* Stated exercise *
How many lines in the records below contain the string "suitcase"? Case counts. Reply with the number alone.

* Records provided *

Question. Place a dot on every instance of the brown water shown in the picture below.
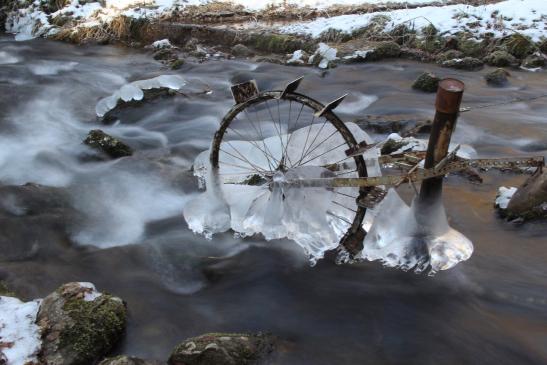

...

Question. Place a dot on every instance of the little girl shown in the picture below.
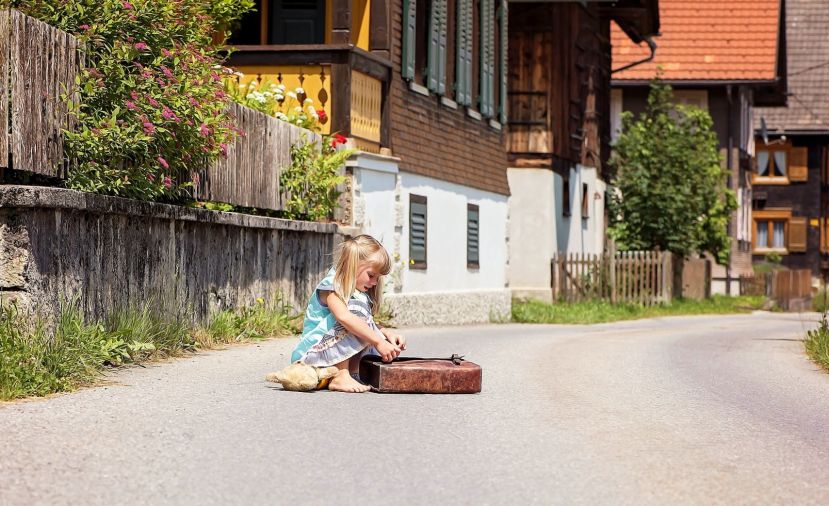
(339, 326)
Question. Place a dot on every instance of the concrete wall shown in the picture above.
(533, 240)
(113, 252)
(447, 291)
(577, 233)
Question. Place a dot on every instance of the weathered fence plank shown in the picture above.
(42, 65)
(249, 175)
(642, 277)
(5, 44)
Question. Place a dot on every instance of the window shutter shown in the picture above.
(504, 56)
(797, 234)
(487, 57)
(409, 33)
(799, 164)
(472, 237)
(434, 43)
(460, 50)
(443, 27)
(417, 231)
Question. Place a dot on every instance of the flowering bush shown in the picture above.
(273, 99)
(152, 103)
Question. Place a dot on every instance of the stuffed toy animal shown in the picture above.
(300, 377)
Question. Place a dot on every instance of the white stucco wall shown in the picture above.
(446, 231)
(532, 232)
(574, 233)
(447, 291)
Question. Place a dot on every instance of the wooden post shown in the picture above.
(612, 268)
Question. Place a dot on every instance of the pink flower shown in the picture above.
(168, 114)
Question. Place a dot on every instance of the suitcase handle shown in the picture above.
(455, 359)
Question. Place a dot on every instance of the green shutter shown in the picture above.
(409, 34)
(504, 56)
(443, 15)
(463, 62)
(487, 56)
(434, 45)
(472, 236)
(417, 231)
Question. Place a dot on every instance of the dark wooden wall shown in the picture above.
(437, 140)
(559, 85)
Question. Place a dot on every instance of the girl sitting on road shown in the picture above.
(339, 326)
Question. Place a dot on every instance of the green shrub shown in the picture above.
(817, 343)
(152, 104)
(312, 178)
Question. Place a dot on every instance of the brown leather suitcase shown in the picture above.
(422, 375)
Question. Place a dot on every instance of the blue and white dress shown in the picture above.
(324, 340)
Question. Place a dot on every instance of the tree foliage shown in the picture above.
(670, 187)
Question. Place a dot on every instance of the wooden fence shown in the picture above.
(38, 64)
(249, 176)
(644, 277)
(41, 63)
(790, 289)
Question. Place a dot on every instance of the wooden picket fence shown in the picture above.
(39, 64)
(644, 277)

* Exercise solution *
2